-------- EXTRACTED ENTRIES --------

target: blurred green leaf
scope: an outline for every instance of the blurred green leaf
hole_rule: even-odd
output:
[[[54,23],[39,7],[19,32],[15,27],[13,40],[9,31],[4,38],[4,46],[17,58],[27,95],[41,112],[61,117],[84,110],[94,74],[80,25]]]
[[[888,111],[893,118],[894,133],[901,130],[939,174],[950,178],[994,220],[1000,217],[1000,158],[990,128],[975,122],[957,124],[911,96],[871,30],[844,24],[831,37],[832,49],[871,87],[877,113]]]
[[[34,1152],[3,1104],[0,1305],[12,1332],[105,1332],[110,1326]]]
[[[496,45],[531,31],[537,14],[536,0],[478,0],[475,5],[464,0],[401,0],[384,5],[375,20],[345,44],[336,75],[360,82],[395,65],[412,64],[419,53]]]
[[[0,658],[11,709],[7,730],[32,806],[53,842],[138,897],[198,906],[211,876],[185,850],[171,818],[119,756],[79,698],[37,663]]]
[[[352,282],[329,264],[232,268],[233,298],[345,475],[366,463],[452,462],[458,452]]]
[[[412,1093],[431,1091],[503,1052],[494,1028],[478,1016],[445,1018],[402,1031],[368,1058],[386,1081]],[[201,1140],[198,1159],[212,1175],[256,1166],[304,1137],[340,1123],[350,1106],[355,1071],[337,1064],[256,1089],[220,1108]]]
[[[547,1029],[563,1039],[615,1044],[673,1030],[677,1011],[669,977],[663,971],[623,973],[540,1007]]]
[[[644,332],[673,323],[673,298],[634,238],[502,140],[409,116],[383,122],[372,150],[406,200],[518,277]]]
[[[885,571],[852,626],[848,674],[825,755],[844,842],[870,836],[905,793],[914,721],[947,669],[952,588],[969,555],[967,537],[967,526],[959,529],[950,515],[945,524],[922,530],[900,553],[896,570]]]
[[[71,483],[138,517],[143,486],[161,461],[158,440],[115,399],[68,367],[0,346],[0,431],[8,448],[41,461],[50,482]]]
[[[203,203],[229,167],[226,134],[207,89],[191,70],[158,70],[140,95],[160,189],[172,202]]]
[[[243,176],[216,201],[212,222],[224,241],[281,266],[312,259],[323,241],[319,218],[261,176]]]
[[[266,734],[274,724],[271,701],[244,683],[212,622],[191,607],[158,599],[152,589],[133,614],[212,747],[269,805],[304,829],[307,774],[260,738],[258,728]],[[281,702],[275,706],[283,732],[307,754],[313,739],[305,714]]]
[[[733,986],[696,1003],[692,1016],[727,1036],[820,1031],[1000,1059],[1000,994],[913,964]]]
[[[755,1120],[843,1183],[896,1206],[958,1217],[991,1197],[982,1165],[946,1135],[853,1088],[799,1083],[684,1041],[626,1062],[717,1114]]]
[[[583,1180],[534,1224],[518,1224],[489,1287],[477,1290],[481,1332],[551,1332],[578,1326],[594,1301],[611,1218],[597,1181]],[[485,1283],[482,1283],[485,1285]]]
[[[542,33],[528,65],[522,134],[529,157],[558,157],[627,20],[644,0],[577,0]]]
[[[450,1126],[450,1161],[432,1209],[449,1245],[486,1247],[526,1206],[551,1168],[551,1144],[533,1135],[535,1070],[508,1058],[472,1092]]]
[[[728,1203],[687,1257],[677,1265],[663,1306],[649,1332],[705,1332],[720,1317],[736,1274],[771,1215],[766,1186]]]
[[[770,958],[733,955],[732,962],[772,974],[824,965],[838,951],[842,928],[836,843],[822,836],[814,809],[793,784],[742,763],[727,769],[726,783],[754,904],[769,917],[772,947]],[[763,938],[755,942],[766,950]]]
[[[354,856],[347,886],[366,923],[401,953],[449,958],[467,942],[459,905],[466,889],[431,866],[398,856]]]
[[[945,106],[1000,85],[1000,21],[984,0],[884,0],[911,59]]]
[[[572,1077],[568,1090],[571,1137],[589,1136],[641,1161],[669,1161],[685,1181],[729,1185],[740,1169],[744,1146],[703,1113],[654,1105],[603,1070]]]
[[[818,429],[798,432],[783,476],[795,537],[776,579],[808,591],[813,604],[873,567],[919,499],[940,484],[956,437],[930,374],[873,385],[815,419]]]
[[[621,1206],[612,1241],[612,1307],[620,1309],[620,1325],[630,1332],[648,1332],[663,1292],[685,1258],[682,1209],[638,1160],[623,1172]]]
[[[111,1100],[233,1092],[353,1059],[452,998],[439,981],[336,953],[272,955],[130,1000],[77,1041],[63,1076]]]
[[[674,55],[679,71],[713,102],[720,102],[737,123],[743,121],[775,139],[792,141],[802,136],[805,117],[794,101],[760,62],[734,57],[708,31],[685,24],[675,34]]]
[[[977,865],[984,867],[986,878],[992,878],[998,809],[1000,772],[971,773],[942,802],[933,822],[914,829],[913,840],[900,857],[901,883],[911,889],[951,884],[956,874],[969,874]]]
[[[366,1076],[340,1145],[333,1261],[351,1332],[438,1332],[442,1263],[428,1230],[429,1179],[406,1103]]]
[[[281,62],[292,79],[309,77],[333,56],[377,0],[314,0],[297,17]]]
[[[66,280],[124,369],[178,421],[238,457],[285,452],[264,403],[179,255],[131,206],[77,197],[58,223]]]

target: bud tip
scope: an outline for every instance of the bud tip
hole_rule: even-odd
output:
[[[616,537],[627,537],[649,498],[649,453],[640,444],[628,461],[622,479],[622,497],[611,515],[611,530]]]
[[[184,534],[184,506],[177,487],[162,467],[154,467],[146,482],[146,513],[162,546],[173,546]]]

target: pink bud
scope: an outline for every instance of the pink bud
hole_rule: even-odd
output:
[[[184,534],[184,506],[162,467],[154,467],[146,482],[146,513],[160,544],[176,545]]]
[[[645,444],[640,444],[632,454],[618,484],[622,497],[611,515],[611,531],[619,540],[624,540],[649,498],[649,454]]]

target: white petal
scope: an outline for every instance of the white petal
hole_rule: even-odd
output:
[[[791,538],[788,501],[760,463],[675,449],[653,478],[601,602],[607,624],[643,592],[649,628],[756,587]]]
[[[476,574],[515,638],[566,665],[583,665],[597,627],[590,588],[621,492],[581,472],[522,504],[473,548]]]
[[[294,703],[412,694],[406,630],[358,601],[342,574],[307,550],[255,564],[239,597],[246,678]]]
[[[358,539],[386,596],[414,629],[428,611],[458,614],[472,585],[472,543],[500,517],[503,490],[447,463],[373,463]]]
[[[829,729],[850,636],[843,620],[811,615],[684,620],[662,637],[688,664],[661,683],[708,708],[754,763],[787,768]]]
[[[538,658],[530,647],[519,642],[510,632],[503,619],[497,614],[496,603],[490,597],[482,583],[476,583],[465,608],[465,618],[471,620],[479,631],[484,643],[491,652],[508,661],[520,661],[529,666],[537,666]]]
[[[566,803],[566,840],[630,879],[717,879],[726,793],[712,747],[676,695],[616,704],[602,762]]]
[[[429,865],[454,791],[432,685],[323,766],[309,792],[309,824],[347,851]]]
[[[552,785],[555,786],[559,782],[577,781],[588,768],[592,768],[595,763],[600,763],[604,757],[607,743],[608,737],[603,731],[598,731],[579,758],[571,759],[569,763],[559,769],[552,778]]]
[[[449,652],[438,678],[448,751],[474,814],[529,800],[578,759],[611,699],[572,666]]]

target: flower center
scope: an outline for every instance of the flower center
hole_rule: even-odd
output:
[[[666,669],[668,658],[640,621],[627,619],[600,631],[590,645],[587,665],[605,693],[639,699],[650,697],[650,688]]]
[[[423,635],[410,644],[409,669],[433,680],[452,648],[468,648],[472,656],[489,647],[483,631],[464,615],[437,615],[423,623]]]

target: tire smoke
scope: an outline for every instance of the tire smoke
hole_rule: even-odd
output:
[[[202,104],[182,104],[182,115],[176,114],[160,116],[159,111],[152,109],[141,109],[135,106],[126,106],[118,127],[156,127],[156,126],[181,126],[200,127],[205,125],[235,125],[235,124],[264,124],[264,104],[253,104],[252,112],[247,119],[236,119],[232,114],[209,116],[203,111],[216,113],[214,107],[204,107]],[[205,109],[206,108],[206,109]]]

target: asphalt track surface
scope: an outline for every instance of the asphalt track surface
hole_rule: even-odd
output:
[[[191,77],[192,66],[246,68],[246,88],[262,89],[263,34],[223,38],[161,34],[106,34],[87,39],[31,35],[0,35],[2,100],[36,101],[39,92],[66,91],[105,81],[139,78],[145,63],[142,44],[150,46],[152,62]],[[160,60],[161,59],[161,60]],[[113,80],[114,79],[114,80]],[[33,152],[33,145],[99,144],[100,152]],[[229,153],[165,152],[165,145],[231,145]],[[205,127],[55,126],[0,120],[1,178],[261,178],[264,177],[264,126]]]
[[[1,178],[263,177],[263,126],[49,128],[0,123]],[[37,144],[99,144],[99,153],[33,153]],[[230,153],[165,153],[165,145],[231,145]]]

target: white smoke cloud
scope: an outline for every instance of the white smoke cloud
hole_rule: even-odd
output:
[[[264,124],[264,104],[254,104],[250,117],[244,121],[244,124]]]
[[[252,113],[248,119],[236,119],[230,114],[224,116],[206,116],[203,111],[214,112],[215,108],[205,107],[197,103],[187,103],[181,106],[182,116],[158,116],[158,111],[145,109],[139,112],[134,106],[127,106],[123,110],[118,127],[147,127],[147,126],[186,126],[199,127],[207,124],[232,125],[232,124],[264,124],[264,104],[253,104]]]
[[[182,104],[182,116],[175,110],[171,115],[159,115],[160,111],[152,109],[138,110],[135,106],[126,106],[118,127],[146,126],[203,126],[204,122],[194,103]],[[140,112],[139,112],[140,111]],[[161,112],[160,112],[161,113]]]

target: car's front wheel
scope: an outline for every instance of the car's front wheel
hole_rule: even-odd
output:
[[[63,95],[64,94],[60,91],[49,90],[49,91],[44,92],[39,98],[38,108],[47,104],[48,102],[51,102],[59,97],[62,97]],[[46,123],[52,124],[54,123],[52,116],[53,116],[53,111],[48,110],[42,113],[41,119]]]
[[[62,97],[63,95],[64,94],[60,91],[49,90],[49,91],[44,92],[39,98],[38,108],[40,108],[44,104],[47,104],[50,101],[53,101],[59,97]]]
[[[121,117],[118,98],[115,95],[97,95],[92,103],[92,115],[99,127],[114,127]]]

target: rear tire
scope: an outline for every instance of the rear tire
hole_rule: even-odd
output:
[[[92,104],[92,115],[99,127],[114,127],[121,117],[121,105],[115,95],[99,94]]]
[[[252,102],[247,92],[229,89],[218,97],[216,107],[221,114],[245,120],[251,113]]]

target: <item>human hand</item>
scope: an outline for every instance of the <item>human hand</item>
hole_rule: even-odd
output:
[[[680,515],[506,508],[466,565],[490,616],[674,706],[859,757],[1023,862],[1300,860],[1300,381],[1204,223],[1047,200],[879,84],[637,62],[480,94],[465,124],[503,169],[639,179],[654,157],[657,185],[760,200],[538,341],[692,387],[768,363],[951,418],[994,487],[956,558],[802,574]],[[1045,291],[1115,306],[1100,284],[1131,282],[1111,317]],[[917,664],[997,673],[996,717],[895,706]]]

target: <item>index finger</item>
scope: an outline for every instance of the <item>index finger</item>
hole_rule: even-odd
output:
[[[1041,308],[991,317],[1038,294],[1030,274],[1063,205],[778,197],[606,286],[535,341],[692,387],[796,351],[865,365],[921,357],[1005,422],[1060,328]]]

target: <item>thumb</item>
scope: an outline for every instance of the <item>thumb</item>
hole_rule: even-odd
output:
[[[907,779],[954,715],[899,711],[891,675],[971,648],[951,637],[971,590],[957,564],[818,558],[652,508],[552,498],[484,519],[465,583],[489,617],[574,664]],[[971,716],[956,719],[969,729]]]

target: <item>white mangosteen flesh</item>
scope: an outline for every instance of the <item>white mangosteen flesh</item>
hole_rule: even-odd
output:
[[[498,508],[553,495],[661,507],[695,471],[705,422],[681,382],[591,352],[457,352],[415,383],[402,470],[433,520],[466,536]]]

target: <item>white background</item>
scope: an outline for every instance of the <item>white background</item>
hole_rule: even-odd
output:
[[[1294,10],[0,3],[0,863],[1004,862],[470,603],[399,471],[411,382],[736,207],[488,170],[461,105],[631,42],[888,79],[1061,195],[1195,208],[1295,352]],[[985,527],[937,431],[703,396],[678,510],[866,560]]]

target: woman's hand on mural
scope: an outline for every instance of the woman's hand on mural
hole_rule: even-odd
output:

--------

WHAT YOU ARE ASKED TO DO: Starting at the line above that contains "scope: an outline for every instance of the white smoke", write out each line exactly until the line that contains "target: <item>human hand</item>" has been written, and stop there.

RESULT OF THIS TASK:
scope: an outline for every instance of the white smoke cloud
hole_rule: even-odd
output:
[[[264,124],[264,104],[254,104],[250,117],[244,121],[244,124]]]
[[[252,113],[248,119],[236,119],[230,114],[224,116],[206,116],[203,111],[214,112],[215,108],[205,107],[197,103],[187,103],[181,106],[182,116],[158,116],[158,111],[145,109],[139,112],[134,106],[127,106],[123,110],[118,127],[147,127],[147,126],[186,126],[199,127],[207,124],[232,125],[232,124],[264,124],[264,104],[253,104]]]
[[[182,104],[182,116],[175,110],[171,115],[159,115],[160,111],[152,109],[138,110],[135,106],[126,106],[118,127],[146,126],[203,126],[204,122],[194,103]],[[140,112],[139,112],[140,111]],[[161,112],[160,112],[161,113]]]

target: car's front wheel
scope: an outline for every instance of the car's front wheel
hole_rule: even-odd
output:
[[[63,95],[64,94],[60,91],[49,90],[49,91],[44,92],[39,98],[38,108],[47,104],[48,102],[51,102],[59,97],[62,97]],[[46,123],[52,124],[54,123],[52,116],[53,116],[53,111],[48,110],[42,113],[41,119]]]
[[[62,97],[63,95],[64,94],[60,91],[49,90],[49,91],[44,92],[39,98],[38,108],[40,108],[44,104],[47,104],[50,101],[53,101],[59,97]]]
[[[121,117],[118,98],[115,95],[97,95],[92,103],[92,115],[99,127],[114,127]]]

target: rear tire
scope: an outline for every instance of the rear tire
hole_rule: even-odd
output:
[[[92,104],[92,115],[99,127],[114,127],[121,117],[121,105],[115,95],[99,94]]]
[[[252,102],[247,92],[229,89],[218,97],[216,107],[221,114],[245,120],[251,113]]]

target: <item>human hand</item>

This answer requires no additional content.